**TASK PROMPT**
Reproduce each of the following records word for word, with nothing added or changed.

* START *

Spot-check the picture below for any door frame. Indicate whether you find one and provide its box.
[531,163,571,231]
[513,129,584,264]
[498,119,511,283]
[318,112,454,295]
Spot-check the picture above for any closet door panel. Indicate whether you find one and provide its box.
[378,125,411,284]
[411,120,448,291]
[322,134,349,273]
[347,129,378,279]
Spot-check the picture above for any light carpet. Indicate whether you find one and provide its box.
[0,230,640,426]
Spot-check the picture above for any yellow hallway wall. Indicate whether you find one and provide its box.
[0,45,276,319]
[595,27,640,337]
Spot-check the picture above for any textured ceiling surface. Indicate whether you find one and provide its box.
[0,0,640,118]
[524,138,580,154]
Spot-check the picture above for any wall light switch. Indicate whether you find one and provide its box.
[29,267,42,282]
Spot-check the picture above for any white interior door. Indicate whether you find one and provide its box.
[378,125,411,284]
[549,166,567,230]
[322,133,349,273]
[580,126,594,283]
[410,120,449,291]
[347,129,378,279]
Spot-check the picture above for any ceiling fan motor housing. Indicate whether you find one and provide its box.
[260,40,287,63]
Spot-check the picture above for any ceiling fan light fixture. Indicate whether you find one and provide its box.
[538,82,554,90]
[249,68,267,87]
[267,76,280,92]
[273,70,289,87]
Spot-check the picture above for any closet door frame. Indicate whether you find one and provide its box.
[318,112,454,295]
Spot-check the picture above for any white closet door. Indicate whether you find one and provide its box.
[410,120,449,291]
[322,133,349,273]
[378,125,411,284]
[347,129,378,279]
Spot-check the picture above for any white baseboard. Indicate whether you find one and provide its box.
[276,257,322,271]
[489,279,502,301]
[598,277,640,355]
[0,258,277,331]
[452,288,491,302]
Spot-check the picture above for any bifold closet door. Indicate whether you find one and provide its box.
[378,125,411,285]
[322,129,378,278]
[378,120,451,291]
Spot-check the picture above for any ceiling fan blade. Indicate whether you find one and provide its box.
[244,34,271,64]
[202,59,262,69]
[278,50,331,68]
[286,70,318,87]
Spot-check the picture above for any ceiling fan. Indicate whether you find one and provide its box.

* END *

**TASK ANSWER**
Spot-check the picture below for any door frame. Indicate whether you find one and provide its box.
[531,163,571,231]
[513,129,584,264]
[498,119,511,283]
[318,112,454,295]
Spot-check the picture above for any closet door panel. Indicate whether you find one and provide its box.
[378,125,411,284]
[411,120,448,291]
[322,134,349,273]
[347,129,378,279]
Spot-check the picture above for any light carpet. Indicate whether you find one and provide its box.
[0,230,640,426]
Spot-check the picture above for any yellow hallway wall. Indicate whether you find one and provide its box.
[0,45,276,319]
[595,27,640,337]
Spot-check the picture above for any textured ceiling surface. Indicate whether you find one and provide its box.
[0,0,640,118]
[524,138,580,154]
Spot-check the picture above for any wall light switch. Indicate whether you find one and provide its box.
[29,267,42,282]
Spot-check the picture above for any white interior door. Indicate whether you find one and provide its box.
[378,125,411,284]
[549,166,567,230]
[322,133,349,273]
[580,126,594,283]
[410,120,449,291]
[347,129,378,279]
Spot-check the picture above for any ceiling fan motor housing. Indicate whether you find one and provide its box.
[260,40,287,63]
Spot-check the picture above for any ceiling fan light fixture. Indicate whether you find one and provide its box.
[538,82,554,90]
[249,68,267,87]
[267,76,280,92]
[273,70,289,87]
Spot-check the picture above for any closet door frame. Indicate whether you find one and provide its box.
[318,112,454,295]
Spot-check the picture above for any white closet door. Indicate whether you find one and provide its box.
[410,120,449,291]
[322,133,349,273]
[378,125,411,284]
[347,129,378,279]
Spot-check the picture above for any white baseboard. Indicate whether you find one and provide its box.
[276,257,322,271]
[489,279,502,301]
[598,277,640,355]
[0,258,277,331]
[452,288,491,302]
Spot-check the picture above for any bifold closet door. Indicate whether you find one and provide its box.
[378,125,411,285]
[322,129,378,278]
[378,120,451,291]
Spot-check the picture above for any ceiling fan blade. Indicate whether you find one and provide its box.
[244,34,271,64]
[202,59,262,69]
[278,50,331,68]
[286,70,318,87]
Spot-check the picture above for any ceiling fan. Indicate whether you find one and provide its box.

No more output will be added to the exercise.